--- Text passage ---
· · · · ·

FREEPORT - The creation of two national parks in East Grand Bahama, the Gap Marine National Park and the East Grand Bahama National Park, got the overwhelming support of residents of the area and stakeholders attending a townhall meeting in Pelican Point on June 5. During this meeting, government ministers dispelled the concerns of local fishermen that the areas proposed by the country's three major conservationist organizations would be declared a "no-take zone", effectively prohibiting fishing.
Minister of the Environment and Housing Kenred Dorsett said the areas being proposed will be given special protection so that fishing, diving, boating and other recreational/commercial activities will be allowed.
Dorsett, Minister for Grand Bahama Dr. Michael Darville and Minister of Agriculture, Marine Resources and Local Government V. Alfred Gray all gave East Grand Bahama residents and others in attendance at the townhall meeting a clear understanding of what is being proposed.
The proposals advanced by non-governmental organizations the Bahamas National Trust, the Bahamas Reef Environmental Education Foundation (BREEF) and The Nature Conservancy following earlier consultancy and discussions with East End residents that yielded the boundaries that are expected to be forwarded to the government as a part of a Grand Bahama Marine Protected Area.
The North Shore - The Gap National Park
This proposed area is approximately 280,000 acres, and Grand Bahamians know this area as "The Gap". This name dates back to the 1950s at North Riding Point, when the pulpwood loading terminal was constructed.

· · · · ·

--- Excerpted records ---
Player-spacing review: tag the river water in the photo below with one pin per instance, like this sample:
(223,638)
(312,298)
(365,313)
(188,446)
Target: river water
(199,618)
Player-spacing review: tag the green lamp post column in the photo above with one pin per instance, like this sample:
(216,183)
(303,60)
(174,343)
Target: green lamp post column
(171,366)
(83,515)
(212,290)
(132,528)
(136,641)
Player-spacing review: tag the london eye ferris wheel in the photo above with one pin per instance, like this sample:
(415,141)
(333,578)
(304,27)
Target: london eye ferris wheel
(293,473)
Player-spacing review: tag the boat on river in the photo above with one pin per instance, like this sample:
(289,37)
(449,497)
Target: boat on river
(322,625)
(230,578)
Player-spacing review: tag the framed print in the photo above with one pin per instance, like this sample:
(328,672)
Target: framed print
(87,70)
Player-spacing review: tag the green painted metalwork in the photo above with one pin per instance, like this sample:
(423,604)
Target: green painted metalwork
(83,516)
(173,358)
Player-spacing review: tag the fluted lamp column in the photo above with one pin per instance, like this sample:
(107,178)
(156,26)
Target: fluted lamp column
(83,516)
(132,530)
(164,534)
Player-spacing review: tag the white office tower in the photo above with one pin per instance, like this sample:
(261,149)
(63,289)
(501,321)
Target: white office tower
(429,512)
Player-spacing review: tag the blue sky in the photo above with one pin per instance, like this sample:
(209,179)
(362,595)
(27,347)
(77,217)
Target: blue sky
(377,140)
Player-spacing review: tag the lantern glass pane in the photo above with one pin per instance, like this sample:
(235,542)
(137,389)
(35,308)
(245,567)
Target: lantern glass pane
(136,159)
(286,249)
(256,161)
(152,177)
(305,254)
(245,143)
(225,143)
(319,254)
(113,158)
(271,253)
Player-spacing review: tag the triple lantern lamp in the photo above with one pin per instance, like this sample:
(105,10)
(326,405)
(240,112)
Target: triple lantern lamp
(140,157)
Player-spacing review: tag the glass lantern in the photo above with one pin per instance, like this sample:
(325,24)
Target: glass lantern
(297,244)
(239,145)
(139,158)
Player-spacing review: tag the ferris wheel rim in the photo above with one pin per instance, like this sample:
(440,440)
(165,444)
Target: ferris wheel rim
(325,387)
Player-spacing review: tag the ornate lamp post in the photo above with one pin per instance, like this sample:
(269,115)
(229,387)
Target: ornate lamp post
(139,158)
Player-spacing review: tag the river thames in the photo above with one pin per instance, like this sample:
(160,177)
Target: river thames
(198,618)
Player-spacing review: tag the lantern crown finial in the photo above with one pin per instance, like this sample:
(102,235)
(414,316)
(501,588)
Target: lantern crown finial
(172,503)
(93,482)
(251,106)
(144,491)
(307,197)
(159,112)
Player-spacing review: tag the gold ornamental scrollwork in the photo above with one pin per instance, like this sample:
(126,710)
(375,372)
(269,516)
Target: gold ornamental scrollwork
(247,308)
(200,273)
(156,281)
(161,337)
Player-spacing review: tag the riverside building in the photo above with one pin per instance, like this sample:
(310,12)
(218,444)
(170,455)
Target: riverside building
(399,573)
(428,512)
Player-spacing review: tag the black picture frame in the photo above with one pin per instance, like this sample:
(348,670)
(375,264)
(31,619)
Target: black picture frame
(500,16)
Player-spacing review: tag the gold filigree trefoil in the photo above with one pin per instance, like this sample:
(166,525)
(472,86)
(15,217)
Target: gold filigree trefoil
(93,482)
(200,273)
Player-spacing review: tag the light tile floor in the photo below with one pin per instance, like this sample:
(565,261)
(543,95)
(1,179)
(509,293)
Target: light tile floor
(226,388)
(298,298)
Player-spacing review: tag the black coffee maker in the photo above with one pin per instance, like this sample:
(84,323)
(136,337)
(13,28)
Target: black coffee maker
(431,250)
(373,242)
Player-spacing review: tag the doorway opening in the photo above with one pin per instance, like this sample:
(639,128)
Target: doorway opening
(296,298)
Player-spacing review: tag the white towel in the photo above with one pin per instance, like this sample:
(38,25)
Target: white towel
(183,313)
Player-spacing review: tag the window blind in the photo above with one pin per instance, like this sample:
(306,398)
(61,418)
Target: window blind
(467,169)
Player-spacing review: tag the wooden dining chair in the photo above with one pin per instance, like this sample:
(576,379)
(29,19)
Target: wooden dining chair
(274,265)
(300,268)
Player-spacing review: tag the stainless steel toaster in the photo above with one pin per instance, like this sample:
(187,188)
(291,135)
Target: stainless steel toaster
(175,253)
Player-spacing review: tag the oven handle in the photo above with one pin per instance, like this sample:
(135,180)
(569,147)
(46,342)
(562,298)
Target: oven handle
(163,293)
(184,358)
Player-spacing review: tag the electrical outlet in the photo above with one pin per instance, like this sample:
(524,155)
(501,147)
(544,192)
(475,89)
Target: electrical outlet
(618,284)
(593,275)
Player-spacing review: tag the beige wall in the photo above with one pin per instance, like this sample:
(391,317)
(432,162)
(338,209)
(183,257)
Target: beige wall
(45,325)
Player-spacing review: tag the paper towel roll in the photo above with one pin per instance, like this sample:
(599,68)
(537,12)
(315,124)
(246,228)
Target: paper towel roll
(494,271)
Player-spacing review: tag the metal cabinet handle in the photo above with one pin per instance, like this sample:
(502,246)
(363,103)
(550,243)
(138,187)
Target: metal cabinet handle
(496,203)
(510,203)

· · · · ·

--- Task set ---
1. Translate the following sentence from the article on the proposed East Grand Bahama national parks into French: "This name dates back to the 1950s at North Riding Point, when the pulpwood loading terminal was constructed."
2. According to the article on the proposed East Grand Bahama national parks, approximately how many acres does the proposed area known as "The Gap" cover?
3. Extend the article on the proposed East Grand Bahama national parks, beginning after its final sentence.

--- Answers in order ---
1. Ce nom remonte aux années 1950 à North Riding Point, lorsque le terminal de chargement de bois à pâte a été construit.

2. Approximately 280,000 acres.

3.
Workers and their families lived at a logging camp community of 200 homes near the terminal, and this community of residences became known as "The Gap". Although these settlers dispersed at the end of the logging period, the area has retained the name to this day. The physical attributes of The Gap consist of mangrove wetlands, tidal creeks, sand and mud flats, beach strand and rocky shores, blue holes and unexplored karst cave system northeast of Dover Sound.
Fifty percent of the land within the park is owned by the Grand Bahama Development Company and the Grand Bahama Port Authority. Beyond the boundaries of Freeport is the government-owned land. Water Cay is the only inhabited area in this proposed site, however, the waters surrounding this cay are earmarked for protection.
East Grand Bahama National Park
This area is located south of Sweetings' Cay and spans over 12,500 acres. Many fishing habitats exist because of the tidal creeks in the area. The cited area possesses mangrove forests, an offshore reef system, explored blue hole systems and an undisturbed underground karst system.
Recently, a rapid ecological assessment was completed in the area by the Bahamas National Trust that generated biological information on the health of the marine and terrestrial ecosystems and the areas important for bonefish.